**PROBLEM**
After locating the line that contains "Pass this photo", restate it and each later line word for word through the end of the records.

(Items from a data source)
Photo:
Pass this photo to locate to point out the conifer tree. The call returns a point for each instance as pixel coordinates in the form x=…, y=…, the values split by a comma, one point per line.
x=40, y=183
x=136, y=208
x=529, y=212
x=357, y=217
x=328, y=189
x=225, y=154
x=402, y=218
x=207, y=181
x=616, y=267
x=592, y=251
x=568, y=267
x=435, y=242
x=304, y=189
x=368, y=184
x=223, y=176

**EXPECTED OUTPUT**
Pass this photo to locate to point out the conifer tree. The call returns a point for each instance as pixel coordinates in the form x=…, y=…, the values split by a comma, one point per line.
x=40, y=183
x=136, y=208
x=529, y=212
x=357, y=217
x=328, y=189
x=225, y=154
x=402, y=218
x=207, y=181
x=616, y=267
x=592, y=251
x=568, y=267
x=435, y=242
x=304, y=189
x=368, y=184
x=223, y=176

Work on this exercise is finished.